• _YOUR GOAL_: Each line in the data holding "queried" should be listed.

GIVEN DATA START

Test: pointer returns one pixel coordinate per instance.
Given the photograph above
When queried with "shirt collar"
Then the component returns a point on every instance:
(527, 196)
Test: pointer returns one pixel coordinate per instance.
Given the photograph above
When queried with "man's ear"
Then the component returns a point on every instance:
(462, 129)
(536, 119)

GIVEN DATA END

• _SOLUTION BELOW_:
When queried with "shirt collar"
When queried with "man's ear"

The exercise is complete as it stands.